• **WORK TASK**
Provide an exact copy of the lines from the beginning of the records through the line that includes "positive clicks: (0, 150)", and of no others.
····················
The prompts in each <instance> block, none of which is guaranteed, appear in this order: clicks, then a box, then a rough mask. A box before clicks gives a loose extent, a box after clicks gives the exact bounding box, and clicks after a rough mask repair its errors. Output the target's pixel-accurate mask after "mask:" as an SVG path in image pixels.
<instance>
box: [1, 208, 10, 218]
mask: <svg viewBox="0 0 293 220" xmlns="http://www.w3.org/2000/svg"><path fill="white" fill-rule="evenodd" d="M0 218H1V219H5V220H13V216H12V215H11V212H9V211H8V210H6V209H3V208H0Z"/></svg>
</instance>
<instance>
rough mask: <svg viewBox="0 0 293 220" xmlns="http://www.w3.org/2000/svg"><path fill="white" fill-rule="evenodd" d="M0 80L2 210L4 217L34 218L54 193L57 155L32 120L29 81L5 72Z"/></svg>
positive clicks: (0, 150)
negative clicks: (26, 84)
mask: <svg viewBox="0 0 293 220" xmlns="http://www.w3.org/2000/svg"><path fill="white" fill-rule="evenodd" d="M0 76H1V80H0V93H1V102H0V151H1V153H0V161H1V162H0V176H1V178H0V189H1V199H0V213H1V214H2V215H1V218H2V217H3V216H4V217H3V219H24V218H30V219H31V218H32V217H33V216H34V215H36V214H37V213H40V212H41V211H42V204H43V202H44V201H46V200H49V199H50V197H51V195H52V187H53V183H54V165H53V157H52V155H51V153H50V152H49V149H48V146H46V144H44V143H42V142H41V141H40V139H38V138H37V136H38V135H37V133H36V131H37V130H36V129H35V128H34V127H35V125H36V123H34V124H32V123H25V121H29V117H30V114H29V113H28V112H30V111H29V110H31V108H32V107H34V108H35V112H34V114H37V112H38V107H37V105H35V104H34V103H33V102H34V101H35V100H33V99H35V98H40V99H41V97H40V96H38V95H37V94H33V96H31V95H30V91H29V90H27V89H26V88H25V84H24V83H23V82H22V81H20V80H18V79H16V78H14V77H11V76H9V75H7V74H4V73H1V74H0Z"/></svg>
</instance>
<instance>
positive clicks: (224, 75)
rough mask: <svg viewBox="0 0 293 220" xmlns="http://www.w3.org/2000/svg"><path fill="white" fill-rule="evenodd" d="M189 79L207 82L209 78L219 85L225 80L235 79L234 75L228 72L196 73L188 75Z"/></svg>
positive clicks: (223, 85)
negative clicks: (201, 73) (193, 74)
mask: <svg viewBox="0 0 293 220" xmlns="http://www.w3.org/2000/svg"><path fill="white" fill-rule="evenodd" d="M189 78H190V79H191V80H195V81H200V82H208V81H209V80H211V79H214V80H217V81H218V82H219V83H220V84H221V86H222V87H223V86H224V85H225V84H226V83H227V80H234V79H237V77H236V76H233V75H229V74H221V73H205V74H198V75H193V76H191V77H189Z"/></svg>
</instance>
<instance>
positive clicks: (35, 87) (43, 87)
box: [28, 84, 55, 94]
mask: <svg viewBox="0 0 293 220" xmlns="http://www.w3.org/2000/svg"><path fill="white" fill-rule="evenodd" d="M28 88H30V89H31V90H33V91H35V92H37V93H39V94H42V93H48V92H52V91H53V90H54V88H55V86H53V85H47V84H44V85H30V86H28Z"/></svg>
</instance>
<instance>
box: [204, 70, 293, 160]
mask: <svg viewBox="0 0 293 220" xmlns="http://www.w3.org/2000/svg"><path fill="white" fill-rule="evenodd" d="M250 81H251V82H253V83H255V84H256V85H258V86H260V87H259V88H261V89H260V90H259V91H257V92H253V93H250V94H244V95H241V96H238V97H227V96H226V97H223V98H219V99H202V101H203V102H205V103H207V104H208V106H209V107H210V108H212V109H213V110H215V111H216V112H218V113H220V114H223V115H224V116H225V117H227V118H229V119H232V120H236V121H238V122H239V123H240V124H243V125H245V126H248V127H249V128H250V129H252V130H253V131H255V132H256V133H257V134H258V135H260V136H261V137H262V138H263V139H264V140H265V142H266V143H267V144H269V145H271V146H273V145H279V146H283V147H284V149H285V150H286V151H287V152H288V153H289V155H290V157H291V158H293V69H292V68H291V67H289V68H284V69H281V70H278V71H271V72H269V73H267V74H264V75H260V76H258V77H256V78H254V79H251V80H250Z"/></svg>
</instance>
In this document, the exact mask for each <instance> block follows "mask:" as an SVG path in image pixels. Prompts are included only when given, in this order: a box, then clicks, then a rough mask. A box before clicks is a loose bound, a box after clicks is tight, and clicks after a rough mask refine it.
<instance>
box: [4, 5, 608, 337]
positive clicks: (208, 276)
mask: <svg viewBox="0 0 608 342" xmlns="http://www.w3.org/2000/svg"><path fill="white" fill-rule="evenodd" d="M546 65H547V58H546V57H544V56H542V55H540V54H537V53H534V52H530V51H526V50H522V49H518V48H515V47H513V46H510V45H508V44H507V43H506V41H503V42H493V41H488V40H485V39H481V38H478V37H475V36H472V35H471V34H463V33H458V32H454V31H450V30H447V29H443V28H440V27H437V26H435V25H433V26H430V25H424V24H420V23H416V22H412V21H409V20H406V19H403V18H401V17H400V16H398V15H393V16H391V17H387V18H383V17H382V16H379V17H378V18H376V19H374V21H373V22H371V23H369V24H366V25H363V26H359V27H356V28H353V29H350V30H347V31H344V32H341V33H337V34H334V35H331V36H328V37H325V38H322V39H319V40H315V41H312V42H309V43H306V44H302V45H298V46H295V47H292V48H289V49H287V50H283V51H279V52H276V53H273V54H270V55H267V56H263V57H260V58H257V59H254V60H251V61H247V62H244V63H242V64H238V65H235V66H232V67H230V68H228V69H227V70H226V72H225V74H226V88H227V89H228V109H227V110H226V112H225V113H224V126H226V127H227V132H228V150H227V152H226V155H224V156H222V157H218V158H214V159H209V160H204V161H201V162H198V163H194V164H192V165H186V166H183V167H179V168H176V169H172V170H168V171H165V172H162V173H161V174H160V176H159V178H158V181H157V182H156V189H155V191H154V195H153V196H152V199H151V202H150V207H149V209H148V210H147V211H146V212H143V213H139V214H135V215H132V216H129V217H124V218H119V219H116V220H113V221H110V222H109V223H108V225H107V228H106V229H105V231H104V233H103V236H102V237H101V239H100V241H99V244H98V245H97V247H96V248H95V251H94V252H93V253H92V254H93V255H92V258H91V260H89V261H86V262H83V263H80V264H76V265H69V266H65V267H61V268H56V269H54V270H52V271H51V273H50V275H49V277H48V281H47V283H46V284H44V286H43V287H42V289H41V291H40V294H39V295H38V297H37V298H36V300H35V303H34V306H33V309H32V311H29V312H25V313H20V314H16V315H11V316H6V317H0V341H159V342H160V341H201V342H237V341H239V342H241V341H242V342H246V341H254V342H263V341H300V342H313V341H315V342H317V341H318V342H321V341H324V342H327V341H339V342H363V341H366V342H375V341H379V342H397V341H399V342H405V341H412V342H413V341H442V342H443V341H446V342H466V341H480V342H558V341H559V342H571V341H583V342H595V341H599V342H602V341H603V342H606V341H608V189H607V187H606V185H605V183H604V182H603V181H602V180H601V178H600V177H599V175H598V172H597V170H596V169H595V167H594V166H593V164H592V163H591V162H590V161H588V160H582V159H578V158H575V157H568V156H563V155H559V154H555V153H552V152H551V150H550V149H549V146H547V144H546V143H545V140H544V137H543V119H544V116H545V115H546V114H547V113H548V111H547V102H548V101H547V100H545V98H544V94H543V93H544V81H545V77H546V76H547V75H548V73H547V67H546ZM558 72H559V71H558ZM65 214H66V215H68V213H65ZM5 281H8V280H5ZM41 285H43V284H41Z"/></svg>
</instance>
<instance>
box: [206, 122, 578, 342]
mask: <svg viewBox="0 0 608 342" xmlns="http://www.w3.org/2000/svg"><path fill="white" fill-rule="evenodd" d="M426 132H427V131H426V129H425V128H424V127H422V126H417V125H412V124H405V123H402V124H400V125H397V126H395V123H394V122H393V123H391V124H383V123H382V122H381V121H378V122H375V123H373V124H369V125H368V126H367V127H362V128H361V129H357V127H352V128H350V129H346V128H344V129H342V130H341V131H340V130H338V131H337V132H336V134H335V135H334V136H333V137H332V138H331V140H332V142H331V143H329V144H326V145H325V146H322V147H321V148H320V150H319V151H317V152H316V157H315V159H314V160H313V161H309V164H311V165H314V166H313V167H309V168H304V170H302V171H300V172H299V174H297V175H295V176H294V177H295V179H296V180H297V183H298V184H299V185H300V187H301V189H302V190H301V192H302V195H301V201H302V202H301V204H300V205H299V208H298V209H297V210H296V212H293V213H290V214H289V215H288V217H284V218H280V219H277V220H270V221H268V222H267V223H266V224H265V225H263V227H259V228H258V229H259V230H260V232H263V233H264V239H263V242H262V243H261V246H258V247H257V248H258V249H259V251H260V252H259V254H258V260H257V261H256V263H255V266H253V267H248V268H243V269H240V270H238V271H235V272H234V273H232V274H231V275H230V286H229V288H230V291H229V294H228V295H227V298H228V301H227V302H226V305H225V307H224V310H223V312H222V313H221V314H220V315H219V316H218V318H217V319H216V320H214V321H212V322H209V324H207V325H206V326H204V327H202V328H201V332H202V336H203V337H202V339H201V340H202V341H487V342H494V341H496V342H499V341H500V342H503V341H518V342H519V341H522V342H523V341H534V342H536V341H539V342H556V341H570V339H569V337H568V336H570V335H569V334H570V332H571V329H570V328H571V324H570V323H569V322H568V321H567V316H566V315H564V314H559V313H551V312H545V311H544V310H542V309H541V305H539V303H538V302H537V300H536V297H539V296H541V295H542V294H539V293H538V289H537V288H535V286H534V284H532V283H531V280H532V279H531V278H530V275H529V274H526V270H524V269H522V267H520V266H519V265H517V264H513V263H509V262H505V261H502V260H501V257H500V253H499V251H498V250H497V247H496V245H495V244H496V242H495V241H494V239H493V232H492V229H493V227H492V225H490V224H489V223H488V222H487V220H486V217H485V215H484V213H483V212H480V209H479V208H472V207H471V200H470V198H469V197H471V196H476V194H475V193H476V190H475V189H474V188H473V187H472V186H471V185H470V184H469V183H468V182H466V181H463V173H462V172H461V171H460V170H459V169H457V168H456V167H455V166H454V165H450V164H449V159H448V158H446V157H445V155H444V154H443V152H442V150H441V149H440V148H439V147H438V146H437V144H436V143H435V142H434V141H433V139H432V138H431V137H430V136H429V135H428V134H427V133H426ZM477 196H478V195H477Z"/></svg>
····················
• **ANSWER BELOW**
The prompts in each <instance> block, none of which is guaranteed, appear in this order: clicks, then a box, then a rough mask. A box before clicks gives a loose extent, a box after clicks gives the exact bounding box, and clicks after a rough mask repair its errors. Output the target's pixel-accurate mask after "mask:" as an SVG path in image pixels.
<instance>
box: [1, 208, 10, 218]
mask: <svg viewBox="0 0 293 220" xmlns="http://www.w3.org/2000/svg"><path fill="white" fill-rule="evenodd" d="M0 218H1V219H5V220H13V216H12V215H11V212H9V211H8V210H6V209H3V208H0Z"/></svg>
</instance>
<instance>
rough mask: <svg viewBox="0 0 293 220" xmlns="http://www.w3.org/2000/svg"><path fill="white" fill-rule="evenodd" d="M0 80L2 210L4 217L34 218L54 193L57 155L32 120L29 81L5 72Z"/></svg>
positive clicks: (0, 150)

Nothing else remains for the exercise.